■ **Problem**
Please retype the records below exactly, leaving out any pictures.

Stored data entries:
--- --- ---

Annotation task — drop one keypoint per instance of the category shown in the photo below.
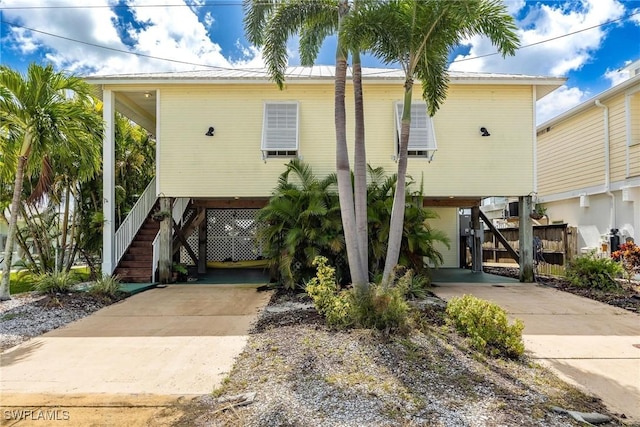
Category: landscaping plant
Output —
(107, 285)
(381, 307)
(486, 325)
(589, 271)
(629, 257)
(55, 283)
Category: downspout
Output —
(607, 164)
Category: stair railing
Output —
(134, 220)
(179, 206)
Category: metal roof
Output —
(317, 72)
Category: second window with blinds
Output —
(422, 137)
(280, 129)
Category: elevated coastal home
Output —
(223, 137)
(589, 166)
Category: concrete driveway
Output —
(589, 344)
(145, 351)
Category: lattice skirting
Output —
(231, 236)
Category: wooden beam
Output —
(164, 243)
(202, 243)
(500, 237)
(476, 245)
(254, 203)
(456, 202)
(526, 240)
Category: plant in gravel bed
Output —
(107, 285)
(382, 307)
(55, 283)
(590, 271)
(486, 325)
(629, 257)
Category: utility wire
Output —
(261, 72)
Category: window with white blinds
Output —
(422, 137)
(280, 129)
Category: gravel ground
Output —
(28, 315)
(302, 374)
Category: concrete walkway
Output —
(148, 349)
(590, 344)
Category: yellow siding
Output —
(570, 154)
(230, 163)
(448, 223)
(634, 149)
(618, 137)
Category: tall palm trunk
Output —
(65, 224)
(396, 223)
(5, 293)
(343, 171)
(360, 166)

--- --- ---

■ **Task result**
Annotation task — drop one keypoint per instance of the category shown in the photo below.
Category: landscaping plant
Output —
(107, 285)
(381, 307)
(486, 325)
(589, 271)
(629, 257)
(55, 283)
Category: downspout
Output —
(607, 164)
Category: stair railing
Output —
(134, 220)
(179, 206)
Category: metal roof
Output —
(317, 72)
Category: second window with blinds
Output —
(422, 137)
(280, 129)
Category: elevated coastal home
Output —
(223, 137)
(589, 166)
Category: concrete driveway
Output —
(589, 344)
(145, 351)
Category: lattice skirting
Output —
(231, 236)
Category: wooden beam
Output —
(164, 243)
(202, 243)
(500, 237)
(476, 245)
(254, 203)
(456, 202)
(526, 240)
Category: plant in gravel bed
Output —
(107, 285)
(382, 307)
(55, 283)
(590, 271)
(486, 325)
(629, 257)
Category: utility wire
Output —
(261, 72)
Category: window with white blinds
Output —
(422, 137)
(280, 129)
Category: gravel ground
Output —
(28, 315)
(302, 374)
Category: concrete walkway
Output —
(148, 349)
(590, 344)
Category: yellow siding
Output —
(570, 154)
(230, 163)
(448, 223)
(634, 149)
(618, 137)
Category: tall palm trunk
Output —
(65, 224)
(396, 223)
(5, 293)
(343, 171)
(360, 166)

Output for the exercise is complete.